Object pointing dataset rows
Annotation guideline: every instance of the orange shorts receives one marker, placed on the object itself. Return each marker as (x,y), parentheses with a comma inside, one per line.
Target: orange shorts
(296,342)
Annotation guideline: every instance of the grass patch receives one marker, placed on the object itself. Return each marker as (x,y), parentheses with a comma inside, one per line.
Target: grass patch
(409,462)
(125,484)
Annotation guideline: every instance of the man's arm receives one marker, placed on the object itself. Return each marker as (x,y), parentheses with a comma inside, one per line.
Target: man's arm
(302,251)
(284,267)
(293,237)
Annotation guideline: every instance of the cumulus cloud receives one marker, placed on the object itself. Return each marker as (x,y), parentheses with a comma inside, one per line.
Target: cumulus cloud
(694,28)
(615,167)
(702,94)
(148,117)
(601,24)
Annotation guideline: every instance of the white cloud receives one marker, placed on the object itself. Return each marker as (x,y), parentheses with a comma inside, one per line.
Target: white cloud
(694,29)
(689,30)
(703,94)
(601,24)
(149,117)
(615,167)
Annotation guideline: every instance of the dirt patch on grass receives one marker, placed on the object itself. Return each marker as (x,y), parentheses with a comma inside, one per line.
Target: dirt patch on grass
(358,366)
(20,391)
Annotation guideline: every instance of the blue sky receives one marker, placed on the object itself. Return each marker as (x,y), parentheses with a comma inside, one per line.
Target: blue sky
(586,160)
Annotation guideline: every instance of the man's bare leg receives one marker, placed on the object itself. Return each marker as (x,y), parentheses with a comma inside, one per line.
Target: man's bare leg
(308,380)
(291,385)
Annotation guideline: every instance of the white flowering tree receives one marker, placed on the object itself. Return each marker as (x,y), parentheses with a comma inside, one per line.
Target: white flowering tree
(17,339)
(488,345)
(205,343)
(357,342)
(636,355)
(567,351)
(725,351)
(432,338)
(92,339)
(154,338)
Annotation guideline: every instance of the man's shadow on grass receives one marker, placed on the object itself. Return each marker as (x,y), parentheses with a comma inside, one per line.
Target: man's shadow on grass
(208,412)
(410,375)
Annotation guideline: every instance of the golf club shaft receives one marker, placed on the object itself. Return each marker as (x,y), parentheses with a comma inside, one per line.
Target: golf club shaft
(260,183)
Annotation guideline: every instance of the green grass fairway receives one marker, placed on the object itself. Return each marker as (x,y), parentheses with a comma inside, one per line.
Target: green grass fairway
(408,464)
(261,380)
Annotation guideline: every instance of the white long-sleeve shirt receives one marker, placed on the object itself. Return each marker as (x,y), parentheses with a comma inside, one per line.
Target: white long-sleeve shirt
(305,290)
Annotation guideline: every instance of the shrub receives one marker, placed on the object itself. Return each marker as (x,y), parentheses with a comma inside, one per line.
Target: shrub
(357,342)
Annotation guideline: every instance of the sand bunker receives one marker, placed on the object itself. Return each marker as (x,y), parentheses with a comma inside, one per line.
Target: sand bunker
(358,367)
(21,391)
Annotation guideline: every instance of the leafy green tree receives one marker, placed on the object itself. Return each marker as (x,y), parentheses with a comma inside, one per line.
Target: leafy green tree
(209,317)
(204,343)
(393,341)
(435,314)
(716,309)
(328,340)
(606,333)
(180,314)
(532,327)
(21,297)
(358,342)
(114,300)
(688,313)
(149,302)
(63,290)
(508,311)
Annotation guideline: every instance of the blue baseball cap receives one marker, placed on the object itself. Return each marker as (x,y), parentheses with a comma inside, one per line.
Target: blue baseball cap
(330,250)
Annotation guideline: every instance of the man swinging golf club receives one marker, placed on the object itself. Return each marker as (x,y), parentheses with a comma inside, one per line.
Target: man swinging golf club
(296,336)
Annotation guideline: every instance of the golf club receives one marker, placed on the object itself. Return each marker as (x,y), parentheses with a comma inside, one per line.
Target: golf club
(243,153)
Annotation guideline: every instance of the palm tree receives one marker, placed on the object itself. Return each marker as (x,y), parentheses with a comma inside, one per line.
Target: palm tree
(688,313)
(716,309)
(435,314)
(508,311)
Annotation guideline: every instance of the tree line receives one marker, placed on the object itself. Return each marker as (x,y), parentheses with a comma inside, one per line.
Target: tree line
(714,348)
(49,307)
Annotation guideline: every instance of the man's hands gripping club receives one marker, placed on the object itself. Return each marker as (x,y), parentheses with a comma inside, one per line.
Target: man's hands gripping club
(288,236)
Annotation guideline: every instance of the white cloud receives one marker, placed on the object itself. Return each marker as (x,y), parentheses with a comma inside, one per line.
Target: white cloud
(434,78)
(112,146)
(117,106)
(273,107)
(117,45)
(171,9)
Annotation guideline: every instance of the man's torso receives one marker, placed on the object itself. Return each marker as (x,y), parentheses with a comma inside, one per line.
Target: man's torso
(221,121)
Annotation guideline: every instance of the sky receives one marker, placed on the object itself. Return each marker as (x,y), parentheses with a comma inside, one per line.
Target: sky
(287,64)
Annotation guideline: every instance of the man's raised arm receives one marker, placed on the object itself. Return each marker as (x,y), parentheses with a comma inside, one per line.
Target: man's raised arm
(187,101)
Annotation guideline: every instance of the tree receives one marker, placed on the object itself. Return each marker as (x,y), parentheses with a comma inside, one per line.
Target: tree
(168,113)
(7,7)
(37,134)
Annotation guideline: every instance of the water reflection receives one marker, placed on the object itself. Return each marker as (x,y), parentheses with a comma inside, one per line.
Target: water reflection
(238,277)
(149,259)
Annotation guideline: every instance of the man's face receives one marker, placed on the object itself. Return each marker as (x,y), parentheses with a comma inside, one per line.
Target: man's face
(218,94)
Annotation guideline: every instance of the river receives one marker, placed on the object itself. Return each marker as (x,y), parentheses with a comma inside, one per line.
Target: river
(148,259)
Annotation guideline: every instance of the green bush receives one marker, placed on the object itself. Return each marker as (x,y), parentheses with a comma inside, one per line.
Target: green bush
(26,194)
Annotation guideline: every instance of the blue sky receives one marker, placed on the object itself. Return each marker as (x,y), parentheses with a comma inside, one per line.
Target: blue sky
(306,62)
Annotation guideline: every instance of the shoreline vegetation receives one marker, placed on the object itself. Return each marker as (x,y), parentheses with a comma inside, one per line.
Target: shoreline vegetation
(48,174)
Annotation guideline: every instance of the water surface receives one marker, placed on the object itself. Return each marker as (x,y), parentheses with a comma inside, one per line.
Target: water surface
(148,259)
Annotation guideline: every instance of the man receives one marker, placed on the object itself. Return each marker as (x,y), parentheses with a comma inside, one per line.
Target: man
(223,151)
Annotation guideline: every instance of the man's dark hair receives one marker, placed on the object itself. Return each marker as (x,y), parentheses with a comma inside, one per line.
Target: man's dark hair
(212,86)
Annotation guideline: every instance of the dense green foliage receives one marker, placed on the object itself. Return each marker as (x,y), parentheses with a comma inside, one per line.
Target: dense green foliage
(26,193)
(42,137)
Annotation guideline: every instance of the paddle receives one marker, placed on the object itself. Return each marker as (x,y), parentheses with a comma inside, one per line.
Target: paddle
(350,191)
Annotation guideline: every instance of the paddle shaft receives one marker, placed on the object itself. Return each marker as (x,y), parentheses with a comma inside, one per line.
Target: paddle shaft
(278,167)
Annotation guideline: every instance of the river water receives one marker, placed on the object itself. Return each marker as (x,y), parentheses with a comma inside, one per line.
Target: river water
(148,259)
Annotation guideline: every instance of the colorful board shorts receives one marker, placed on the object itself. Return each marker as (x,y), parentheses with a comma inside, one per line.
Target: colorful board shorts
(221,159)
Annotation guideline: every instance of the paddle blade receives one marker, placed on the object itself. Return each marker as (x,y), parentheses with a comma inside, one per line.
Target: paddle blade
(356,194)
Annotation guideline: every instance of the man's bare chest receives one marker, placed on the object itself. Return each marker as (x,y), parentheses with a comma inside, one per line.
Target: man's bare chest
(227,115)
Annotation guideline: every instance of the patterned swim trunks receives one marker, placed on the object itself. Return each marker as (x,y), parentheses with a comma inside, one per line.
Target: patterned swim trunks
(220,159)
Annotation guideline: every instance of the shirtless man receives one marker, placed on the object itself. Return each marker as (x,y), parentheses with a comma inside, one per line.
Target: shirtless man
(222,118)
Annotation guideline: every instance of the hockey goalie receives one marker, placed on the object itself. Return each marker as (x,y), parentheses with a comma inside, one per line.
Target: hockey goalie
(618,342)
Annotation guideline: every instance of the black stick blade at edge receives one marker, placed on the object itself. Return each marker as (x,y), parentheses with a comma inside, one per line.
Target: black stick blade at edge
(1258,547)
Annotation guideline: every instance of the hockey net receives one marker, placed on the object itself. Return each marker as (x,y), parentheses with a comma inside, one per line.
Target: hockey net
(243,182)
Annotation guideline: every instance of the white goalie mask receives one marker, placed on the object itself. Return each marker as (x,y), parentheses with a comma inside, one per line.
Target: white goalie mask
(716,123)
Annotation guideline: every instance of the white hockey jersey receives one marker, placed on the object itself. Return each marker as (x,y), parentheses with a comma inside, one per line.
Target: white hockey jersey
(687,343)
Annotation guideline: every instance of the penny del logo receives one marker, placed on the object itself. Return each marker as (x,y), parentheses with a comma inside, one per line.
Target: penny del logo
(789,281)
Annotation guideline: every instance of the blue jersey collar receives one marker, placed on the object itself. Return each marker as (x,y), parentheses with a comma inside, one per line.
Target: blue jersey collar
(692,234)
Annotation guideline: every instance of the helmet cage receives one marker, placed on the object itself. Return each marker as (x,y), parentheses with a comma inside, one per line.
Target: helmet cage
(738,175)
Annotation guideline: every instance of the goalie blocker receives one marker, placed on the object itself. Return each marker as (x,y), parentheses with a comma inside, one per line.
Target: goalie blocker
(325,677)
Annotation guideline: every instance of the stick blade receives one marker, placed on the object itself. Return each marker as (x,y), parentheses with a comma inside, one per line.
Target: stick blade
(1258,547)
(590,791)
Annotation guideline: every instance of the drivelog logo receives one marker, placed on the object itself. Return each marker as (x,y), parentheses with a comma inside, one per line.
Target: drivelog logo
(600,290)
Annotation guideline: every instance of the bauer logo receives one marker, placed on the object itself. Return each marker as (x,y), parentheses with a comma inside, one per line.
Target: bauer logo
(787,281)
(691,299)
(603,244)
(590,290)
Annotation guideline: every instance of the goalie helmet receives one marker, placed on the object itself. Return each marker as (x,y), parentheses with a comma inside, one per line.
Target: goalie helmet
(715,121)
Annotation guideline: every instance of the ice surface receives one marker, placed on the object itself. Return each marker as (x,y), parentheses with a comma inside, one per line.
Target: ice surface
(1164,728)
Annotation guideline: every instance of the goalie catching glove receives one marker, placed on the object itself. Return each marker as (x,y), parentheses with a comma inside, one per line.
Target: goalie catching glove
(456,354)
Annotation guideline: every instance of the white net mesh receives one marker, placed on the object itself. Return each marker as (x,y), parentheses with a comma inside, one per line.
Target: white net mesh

What is being asked –
Give again the lines from the line holding "Annotation guideline: every instance of the ice" through the close of the listing, both included, exactly as written and with nothing else.

Answer to the exercise –
Annotation guideline: every instance of the ice surface receives one marker, placed on the object itself. Return each marker as (x,y), parentheses with a comma inside, one per line.
Target: ice surface
(1164,728)
Annotation guideline: every instance of the goalie catching glove receives one marker, placed on the object itself. Return each marker as (x,y), parentheses with a comma inside, one per line.
Target: goalie catching glove
(456,354)
Annotation guideline: every instance of the white net mesh receives one marker, placed on the object itself. Return each marker as (x,y), parentheses with a comma inside, one per line.
Target: white net mesh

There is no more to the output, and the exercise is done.